**Aim:** Return each of the rows below as a numbered list, leaving out any blank lines.

**Data provided:**

---

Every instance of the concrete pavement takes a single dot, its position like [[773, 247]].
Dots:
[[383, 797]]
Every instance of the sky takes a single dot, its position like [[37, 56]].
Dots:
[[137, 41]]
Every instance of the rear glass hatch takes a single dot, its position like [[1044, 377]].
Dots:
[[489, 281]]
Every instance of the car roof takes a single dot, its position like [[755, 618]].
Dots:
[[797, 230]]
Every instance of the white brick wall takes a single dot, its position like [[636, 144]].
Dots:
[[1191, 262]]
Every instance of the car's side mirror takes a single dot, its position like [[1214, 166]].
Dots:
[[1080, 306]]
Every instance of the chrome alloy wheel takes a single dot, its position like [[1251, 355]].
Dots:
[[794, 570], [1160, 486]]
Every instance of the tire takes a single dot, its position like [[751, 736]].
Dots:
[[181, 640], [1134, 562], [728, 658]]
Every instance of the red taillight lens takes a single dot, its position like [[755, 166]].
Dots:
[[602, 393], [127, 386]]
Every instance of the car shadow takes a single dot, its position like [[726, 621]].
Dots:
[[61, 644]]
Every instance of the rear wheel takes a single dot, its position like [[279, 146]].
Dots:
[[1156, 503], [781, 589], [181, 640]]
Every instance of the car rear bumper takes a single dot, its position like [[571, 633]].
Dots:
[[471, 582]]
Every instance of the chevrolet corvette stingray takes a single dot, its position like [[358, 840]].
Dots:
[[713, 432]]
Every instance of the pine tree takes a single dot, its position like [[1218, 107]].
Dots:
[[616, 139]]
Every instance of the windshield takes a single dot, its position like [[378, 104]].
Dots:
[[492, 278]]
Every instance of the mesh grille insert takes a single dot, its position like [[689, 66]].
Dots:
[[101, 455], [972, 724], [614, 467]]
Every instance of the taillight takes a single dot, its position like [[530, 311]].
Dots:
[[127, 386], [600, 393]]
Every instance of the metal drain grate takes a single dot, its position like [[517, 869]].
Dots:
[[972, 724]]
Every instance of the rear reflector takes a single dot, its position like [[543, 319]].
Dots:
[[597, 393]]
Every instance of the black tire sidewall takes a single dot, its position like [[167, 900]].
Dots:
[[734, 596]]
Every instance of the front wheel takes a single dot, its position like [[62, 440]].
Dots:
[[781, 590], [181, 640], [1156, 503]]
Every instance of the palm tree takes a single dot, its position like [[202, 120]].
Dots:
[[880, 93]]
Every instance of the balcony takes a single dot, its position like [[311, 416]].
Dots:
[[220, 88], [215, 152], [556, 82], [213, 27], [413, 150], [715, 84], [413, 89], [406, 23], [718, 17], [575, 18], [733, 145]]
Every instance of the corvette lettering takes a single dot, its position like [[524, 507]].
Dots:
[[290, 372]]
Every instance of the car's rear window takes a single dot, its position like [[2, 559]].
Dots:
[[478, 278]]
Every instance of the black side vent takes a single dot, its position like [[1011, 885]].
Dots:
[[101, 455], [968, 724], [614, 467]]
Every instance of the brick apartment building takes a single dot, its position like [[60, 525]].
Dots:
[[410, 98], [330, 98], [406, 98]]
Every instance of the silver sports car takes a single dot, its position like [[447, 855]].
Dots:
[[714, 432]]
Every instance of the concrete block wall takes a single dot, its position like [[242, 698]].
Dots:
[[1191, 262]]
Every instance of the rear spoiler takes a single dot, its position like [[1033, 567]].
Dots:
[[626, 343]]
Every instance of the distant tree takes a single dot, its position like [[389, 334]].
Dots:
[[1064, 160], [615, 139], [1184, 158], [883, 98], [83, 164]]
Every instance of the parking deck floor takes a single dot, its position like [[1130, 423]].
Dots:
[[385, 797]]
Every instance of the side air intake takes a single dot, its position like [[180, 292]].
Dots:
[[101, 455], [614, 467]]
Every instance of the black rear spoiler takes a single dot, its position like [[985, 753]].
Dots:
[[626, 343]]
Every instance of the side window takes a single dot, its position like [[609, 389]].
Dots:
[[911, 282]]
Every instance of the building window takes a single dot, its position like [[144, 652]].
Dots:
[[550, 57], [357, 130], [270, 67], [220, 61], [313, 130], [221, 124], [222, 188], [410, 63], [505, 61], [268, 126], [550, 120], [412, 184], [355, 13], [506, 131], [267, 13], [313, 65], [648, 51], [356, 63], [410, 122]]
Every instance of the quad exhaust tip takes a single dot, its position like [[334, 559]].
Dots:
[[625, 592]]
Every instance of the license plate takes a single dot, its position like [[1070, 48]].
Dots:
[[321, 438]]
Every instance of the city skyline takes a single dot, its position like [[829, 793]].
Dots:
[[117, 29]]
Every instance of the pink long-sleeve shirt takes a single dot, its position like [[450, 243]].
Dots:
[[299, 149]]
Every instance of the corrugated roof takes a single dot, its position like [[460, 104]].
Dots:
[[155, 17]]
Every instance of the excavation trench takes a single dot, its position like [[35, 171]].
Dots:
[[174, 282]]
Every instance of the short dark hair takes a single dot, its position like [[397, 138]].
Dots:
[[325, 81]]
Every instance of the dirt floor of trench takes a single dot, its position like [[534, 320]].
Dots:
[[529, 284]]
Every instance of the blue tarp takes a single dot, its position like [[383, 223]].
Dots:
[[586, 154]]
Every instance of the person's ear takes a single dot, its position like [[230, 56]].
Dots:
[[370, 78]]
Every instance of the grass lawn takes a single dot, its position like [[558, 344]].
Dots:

---

**Problem solution:**
1. Every instance of the concrete pavement takes a single dot, its position like [[773, 247]].
2. Dots:
3. [[383, 797]]
4. Every instance of the sky takes a single dot, its position like [[37, 56]].
5. Dots:
6. [[137, 41]]
7. Every instance of the rear glass hatch takes a single dot, its position like [[1044, 377]].
8. Dots:
9. [[489, 281]]
10. Every instance of the car roof takes a single dot, its position like [[755, 618]].
11. Dots:
12. [[797, 230]]
13. Every instance of the white brick wall takes a single dot, its position like [[636, 144]].
14. Dots:
15. [[1191, 262]]
16. Every instance of the car's side mirror takes a single dot, its position like [[1214, 166]].
17. Dots:
18. [[1080, 306]]
19. Every instance of the chrome alloy wheel takes a single dot, its position like [[1251, 355]].
20. Dots:
21. [[794, 570], [1160, 486]]
22. Every instance of the tire takes a single dot, its position like [[751, 736]].
23. Dots:
24. [[181, 640], [1134, 562], [728, 658]]
25. Every instance of the red taillight lens takes a single dot, its position like [[755, 166]].
26. Dots:
27. [[602, 393], [127, 386]]
28. Every instance of the car shadow takes a single dot, its position like [[726, 621]].
29. Dots:
30. [[61, 644]]
31. Every instance of the rear wheel takes a single dot, its position like [[279, 146]].
32. Dots:
33. [[1156, 503], [781, 589], [181, 640]]
34. Every instance of the car rear bumper takes a single dot, its position like [[571, 633]].
35. Dots:
36. [[471, 582]]
37. Every instance of the chevrolet corvette stingray takes a single dot, its position like [[358, 840]].
38. Dots:
39. [[713, 432]]
40. Every instance of the pine tree takes a single dot, its position like [[1218, 107]].
41. Dots:
42. [[616, 139]]
43. Every instance of the windshield takes a single dot, its position like [[378, 104]].
44. Dots:
45. [[492, 278]]
46. Every instance of the mesh grille insert takes a single dot, its position like [[689, 66]].
47. Dots:
48. [[101, 455], [972, 724], [614, 467]]
49. Every instance of the taillight takes a single dot, its position like [[530, 311]].
50. Dots:
51. [[127, 386], [600, 393]]
52. Every instance of the metal drain grate takes a single dot, its position like [[517, 869]].
53. Dots:
54. [[972, 724]]
55. Every instance of the rear reflector takes a single dot, its position like [[543, 319]].
56. Dots:
57. [[597, 393]]
58. Every instance of the black tire sidewall takes a single dot, its position like [[167, 900]].
59. Dots:
60. [[734, 596]]
61. Every instance of the front wheel takes a single dot, its position like [[62, 440]].
62. Dots:
63. [[781, 590], [181, 640], [1156, 503]]
64. Every instance of the palm tree takes a single dot, its position like [[202, 120]].
65. Dots:
66. [[880, 93]]
67. Every instance of the balcony takes a single dot, its position like [[311, 416]].
68. Dots:
69. [[220, 88], [215, 152], [556, 82], [213, 27], [413, 150], [715, 84], [413, 89], [406, 23], [718, 17], [575, 18], [733, 145]]
70. Every instance of the corvette lettering takes a single dot, its position like [[524, 507]].
71. Dots:
72. [[290, 372]]
73. Every instance of the car's rear window takes a single dot, its position like [[2, 559]].
74. Dots:
75. [[478, 278]]
76. Every instance of the black side vent takes a single dot, its position like [[1011, 885]].
77. Dots:
78. [[101, 455], [968, 724], [614, 467]]
79. Every instance of the brick apartment building takes a single dot, its position like [[60, 525]].
80. Dots:
81. [[410, 98], [330, 98], [406, 98]]
82. Every instance of the silver sports car takes a single dot, its position like [[447, 855]].
83. Dots:
84. [[714, 432]]
85. Every instance of the concrete block wall takes a single dot, its position like [[242, 698]].
86. Dots:
87. [[1191, 262]]
88. Every instance of the rear spoiler takes a single dot, its position like [[1033, 567]].
89. Dots:
90. [[626, 343]]
91. Every instance of the distant tree takes a single dot, its position like [[389, 334]].
92. Dots:
93. [[1064, 160], [615, 139], [1184, 158], [883, 98], [83, 164]]
94. Every instance of the parking deck floor takes a single dot, its position like [[1130, 423]].
95. Dots:
96. [[385, 797]]
97. Every instance of the side air intake takes a single dot, its position like [[180, 292]].
98. Dots:
99. [[101, 455], [614, 467]]
100. Every instance of the black rear spoiler takes a single dot, its position like [[985, 753]].
101. Dots:
102. [[626, 343]]
103. Every instance of the side window takes a single dot, its position like [[609, 389]].
104. Dots:
105. [[911, 282]]
106. Every instance of the building window takes a single dot, its position like [[144, 652]].
107. Dots:
108. [[550, 57], [357, 130], [270, 67], [220, 61], [313, 130], [221, 124], [222, 188], [410, 63], [505, 61], [268, 126], [550, 120], [412, 184], [355, 13], [506, 131], [267, 13], [313, 65], [648, 51], [356, 63], [410, 122]]
109. Every instance of the quad exhaust tip takes a single dot, its position like [[334, 559]].
110. Dots:
111. [[625, 592]]
112. Every instance of the license plate takes a single dot, its position like [[1070, 48]].
113. Dots:
114. [[321, 438]]
115. Every instance of the city skyline takes a single dot, its position like [[829, 793]].
116. Dots:
117. [[117, 29]]
118. Every instance of the pink long-sleeve shirt takes a single dot, its position like [[450, 243]].
119. Dots:
120. [[299, 149]]
121. Every instance of the corrugated roof takes a single dot, its position like [[460, 104]].
122. Dots:
123. [[155, 17]]
124. Every instance of the excavation trench takes a single dot, its position like [[35, 171]].
125. Dots:
126. [[174, 282]]
127. Every instance of the short dark hair takes a single dot, its position like [[397, 138]].
128. Dots:
129. [[325, 81]]
130. Every instance of the dirt floor of trench takes a single dot, its position like [[534, 320]].
131. Dots:
132. [[529, 284]]
133. Every instance of the blue tarp takes a single dot, its position like [[383, 223]].
134. Dots:
135. [[586, 154]]
136. Every instance of the person's ear takes a single dot, its position like [[230, 56]].
137. Dots:
138. [[370, 78]]
139. Every instance of the grass lawn takes a single dot, its position like [[558, 344]].
140. Dots:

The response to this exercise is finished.